Produce an exact copy of the lines from the line that contains "the woman's hand." to the end of the listing below.

┌──

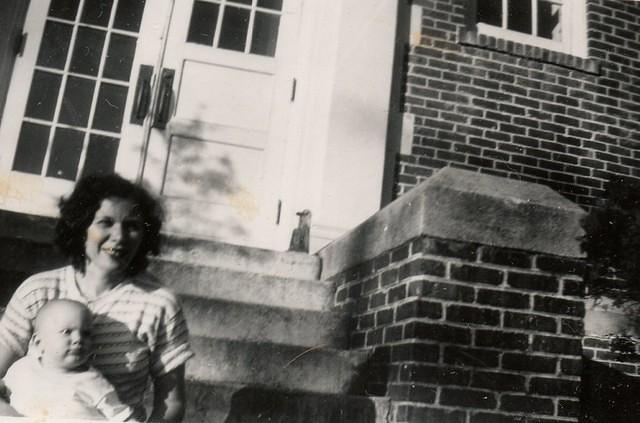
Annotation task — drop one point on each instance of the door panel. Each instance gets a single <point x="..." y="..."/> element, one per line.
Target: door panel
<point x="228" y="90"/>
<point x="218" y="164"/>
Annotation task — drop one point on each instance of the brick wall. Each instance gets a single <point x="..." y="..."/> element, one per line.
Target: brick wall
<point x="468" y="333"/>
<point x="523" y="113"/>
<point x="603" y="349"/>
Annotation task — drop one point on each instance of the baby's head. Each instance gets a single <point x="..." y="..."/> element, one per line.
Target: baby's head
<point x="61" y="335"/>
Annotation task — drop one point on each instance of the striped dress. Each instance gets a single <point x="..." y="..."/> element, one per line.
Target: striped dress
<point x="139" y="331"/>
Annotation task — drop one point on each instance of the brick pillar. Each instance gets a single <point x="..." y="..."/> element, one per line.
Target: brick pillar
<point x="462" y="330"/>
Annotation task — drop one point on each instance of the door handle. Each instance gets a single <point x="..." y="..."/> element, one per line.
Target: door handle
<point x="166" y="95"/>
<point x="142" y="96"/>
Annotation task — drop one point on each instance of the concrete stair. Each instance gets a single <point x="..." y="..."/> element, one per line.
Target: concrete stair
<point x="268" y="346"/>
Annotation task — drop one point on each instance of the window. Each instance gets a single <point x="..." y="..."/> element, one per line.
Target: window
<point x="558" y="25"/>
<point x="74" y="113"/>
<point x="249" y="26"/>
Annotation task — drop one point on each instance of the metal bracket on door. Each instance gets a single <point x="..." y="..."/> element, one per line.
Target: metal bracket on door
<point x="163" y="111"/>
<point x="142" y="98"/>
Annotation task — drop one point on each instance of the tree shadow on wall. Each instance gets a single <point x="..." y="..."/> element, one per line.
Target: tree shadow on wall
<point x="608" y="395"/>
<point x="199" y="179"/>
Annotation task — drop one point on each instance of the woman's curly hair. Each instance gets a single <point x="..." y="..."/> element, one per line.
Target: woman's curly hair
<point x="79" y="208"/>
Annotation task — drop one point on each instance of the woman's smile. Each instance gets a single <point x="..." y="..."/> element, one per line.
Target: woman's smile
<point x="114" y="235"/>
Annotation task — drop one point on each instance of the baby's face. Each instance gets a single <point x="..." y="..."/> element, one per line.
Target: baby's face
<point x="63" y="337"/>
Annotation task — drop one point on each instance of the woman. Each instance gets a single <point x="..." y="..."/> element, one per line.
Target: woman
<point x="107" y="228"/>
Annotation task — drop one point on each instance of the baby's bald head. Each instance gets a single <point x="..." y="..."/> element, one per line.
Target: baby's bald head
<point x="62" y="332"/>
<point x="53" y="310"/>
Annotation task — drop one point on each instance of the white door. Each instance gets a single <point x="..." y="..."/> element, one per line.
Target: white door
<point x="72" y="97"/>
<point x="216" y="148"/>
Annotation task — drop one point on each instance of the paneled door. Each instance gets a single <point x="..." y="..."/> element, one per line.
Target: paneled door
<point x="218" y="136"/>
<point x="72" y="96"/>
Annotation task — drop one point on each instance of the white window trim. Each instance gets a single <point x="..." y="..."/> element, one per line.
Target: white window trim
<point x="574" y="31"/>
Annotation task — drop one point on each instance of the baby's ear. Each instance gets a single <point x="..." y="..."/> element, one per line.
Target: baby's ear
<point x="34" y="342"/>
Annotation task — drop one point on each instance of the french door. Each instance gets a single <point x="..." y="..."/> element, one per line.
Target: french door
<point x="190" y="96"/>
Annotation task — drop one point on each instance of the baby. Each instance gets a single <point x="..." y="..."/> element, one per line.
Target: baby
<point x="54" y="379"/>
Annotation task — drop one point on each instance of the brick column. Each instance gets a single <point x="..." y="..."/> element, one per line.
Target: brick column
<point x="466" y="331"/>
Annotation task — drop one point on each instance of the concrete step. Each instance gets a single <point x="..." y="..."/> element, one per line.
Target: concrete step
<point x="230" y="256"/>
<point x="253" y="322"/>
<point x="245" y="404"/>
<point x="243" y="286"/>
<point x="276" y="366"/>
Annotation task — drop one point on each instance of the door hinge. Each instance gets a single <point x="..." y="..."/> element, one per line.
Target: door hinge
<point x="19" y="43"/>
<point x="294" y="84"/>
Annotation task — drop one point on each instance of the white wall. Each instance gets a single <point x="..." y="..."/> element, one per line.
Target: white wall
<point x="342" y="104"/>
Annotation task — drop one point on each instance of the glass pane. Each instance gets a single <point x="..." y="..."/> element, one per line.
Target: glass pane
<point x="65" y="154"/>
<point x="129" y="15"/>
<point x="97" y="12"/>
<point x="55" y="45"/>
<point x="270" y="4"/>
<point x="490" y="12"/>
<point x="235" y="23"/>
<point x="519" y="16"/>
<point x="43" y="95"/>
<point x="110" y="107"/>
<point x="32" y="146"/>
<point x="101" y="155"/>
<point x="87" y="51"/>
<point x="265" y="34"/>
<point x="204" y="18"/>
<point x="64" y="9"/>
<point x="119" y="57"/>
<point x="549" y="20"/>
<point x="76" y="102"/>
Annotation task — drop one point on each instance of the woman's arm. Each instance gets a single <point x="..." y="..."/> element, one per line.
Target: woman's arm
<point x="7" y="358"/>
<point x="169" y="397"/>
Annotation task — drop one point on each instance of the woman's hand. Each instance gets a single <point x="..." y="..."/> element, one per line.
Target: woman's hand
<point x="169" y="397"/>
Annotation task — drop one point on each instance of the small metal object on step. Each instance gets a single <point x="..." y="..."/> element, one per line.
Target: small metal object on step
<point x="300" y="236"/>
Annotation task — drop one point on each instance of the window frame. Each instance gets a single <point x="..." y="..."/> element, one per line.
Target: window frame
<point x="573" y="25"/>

└──

## [Response for this exercise]
Annotation task — drop one point on each instance of the woman's hand. Each instance gets a single <point x="..." y="..."/> element, one per line.
Target: woman's hand
<point x="169" y="397"/>
Annotation task — drop one point on each instance of the small metal object on step. Each instance gets a single <point x="..." y="..."/> element, one per line.
Target: small metal object on step
<point x="300" y="236"/>
Annotation task — drop one point on each instance of the window frame. Each instance gets a single <point x="..." y="..."/> element, one per line.
Target: window frame
<point x="573" y="25"/>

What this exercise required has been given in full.